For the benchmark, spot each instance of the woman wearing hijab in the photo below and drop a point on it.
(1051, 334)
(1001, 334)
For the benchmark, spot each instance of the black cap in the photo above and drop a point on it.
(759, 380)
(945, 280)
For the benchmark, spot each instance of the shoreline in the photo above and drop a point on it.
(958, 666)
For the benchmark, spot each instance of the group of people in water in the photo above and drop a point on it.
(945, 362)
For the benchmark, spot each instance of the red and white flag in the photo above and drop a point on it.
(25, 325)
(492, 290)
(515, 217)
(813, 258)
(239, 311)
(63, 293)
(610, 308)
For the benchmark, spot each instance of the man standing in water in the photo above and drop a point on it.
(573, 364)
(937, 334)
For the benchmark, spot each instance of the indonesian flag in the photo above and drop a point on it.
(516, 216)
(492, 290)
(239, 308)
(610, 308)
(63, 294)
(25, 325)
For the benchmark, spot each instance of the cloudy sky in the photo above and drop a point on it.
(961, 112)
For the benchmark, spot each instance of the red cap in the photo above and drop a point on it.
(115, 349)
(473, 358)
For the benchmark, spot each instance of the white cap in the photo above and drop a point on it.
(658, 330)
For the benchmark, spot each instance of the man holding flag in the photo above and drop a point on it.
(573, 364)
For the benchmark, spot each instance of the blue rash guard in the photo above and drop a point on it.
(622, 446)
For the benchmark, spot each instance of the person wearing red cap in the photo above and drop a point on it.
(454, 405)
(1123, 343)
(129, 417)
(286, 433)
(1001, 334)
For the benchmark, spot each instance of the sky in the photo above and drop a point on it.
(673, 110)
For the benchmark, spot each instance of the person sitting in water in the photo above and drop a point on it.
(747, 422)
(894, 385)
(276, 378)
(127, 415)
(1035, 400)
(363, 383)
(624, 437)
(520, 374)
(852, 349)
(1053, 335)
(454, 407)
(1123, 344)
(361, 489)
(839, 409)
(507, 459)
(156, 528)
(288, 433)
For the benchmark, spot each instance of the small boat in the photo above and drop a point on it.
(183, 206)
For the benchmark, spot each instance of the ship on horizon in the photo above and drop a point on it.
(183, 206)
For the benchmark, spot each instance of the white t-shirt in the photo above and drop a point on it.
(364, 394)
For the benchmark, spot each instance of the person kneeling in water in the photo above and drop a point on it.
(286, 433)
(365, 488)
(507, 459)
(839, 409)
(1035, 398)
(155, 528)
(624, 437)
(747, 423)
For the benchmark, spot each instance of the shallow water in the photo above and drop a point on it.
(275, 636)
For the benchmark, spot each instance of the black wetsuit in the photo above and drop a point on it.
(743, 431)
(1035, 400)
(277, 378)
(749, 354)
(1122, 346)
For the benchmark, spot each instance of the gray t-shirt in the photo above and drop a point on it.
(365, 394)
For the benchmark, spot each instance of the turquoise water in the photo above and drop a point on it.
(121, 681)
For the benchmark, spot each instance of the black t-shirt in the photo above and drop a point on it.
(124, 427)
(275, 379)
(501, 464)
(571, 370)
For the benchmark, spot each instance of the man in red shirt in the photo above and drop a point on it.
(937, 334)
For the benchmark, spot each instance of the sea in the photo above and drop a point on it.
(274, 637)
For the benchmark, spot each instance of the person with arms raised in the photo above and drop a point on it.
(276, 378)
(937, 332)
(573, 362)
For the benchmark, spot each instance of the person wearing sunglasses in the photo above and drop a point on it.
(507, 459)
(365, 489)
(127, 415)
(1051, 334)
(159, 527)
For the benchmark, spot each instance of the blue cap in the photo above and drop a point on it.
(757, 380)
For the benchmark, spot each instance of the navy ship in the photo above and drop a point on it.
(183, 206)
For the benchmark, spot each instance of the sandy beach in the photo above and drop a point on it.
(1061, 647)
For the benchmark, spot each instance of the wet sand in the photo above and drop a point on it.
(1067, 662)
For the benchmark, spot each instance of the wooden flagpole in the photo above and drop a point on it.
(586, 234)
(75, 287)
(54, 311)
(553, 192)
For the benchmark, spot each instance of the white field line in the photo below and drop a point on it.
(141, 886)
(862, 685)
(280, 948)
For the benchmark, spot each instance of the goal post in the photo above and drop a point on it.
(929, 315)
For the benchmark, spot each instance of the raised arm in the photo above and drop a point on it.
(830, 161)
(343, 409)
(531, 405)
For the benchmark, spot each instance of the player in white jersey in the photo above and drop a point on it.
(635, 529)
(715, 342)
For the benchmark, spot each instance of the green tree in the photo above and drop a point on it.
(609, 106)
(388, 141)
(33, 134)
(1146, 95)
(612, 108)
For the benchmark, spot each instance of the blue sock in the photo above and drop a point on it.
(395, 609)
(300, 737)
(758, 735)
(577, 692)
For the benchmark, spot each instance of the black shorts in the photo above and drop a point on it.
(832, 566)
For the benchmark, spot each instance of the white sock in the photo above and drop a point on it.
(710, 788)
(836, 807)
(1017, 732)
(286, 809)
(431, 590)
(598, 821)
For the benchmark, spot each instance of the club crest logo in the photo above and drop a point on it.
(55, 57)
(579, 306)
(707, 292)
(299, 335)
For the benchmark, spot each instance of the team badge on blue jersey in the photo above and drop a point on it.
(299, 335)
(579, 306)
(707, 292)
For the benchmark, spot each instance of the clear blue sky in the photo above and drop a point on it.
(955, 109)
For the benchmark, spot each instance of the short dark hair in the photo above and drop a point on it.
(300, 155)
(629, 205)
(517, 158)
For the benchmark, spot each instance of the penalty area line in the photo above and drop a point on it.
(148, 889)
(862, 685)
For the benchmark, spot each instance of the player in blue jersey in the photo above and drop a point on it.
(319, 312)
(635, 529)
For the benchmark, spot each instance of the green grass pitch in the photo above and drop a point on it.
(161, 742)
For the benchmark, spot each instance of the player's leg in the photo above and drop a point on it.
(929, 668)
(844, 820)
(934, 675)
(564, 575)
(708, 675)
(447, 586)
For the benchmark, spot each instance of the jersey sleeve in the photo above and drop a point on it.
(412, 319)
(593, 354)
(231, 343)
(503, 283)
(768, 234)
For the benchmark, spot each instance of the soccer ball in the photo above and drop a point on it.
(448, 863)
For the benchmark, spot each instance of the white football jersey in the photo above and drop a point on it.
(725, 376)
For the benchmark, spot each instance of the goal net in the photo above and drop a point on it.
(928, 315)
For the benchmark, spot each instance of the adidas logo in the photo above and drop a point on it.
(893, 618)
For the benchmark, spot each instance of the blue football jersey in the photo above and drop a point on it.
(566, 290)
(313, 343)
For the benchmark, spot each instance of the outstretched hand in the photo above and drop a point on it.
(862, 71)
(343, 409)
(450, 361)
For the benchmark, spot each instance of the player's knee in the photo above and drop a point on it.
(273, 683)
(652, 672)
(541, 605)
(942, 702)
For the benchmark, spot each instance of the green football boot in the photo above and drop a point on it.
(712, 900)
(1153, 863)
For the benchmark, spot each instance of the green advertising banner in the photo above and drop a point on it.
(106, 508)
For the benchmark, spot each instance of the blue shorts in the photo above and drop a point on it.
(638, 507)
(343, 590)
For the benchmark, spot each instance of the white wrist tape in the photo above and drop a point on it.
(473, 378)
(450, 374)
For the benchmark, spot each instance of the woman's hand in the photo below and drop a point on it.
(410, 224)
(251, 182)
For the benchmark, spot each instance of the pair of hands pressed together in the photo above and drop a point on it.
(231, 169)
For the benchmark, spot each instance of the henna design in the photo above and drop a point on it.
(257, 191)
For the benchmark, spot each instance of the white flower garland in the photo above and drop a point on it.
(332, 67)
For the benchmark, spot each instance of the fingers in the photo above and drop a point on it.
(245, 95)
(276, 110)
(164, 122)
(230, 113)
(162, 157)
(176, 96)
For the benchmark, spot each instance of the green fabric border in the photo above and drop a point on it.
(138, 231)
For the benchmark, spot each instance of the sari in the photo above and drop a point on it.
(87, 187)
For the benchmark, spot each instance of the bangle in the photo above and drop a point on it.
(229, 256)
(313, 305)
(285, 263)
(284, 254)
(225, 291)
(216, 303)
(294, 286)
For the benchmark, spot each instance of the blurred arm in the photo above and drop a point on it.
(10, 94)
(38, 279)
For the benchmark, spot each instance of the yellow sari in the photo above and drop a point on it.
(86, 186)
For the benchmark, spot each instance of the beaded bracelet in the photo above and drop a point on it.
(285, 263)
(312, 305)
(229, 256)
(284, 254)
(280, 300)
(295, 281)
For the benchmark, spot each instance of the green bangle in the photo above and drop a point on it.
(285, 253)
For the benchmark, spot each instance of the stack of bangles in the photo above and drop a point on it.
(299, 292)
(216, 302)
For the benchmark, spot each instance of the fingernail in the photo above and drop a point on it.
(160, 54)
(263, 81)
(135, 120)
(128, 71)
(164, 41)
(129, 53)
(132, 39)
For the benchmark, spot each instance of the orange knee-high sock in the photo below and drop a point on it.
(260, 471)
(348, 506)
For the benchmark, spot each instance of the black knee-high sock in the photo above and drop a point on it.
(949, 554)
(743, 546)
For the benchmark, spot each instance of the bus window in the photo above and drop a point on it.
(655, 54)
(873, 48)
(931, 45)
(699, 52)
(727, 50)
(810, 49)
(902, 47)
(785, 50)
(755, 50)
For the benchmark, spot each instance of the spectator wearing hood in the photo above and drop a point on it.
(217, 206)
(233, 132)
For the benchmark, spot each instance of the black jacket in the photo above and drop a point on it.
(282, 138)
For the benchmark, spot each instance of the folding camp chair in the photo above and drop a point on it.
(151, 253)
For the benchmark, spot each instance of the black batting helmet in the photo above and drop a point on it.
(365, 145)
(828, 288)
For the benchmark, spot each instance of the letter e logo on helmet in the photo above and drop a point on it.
┄┄┄┄┄┄┄┄┄┄┄┄┄┄┄┄┄┄┄┄
▶ [Prompt] Everything from the line that contains "For the benchmark, spot each instance of the blurred" through the end of the records must be duplicated exactly, and nothing outside that range.

▶ [Exercise solution]
For the benchmark, spot each instance of the blurred arm in the photo above and drop a point on it.
(10, 94)
(38, 279)
For the benchmark, spot each instance of the yellow sari in the photo above and drop a point on it.
(86, 186)
For the benchmark, spot each instance of the beaded bracelet in the photo above and drop a point on it.
(285, 263)
(312, 305)
(229, 256)
(284, 254)
(280, 300)
(295, 281)
For the benchmark, spot each instance of the green bangle in the photo above and drop a point on it.
(285, 253)
For the benchmark, spot each instance of the stack of bangles in the photo above and drop a point on it.
(299, 292)
(216, 302)
For the benchmark, spot each instance of the fingernail in the photo above and drop a point on it.
(160, 54)
(263, 81)
(135, 120)
(128, 71)
(164, 41)
(129, 53)
(132, 39)
For the benchmark, spot each instance of the orange knee-high sock in the photo below and drop a point on it.
(260, 471)
(348, 506)
For the benchmark, spot each instance of the black knee-high sock in the photo above and drop a point on it.
(949, 554)
(743, 546)
For the benchmark, spot each instance of the bus window in the photo above and drop a point on it.
(655, 54)
(873, 48)
(931, 45)
(699, 52)
(727, 50)
(810, 49)
(902, 47)
(785, 50)
(755, 50)
For the benchmark, spot each instance of the spectator wearing hood in the photo above and drop a point on it.
(217, 206)
(233, 132)
For the benchmark, spot each instance of the black jacket in the photo above and drop a point on it.
(282, 138)
For the benchmark, spot each instance of the folding camp chair in the photo above and drop a point on it.
(151, 253)
For the benchmark, spot each instance of the black batting helmet in the photo above and drop a point on it.
(365, 145)
(828, 288)
For the benchmark, spot each instance of the letter e logo on helmet in the photo above and drop a point on it.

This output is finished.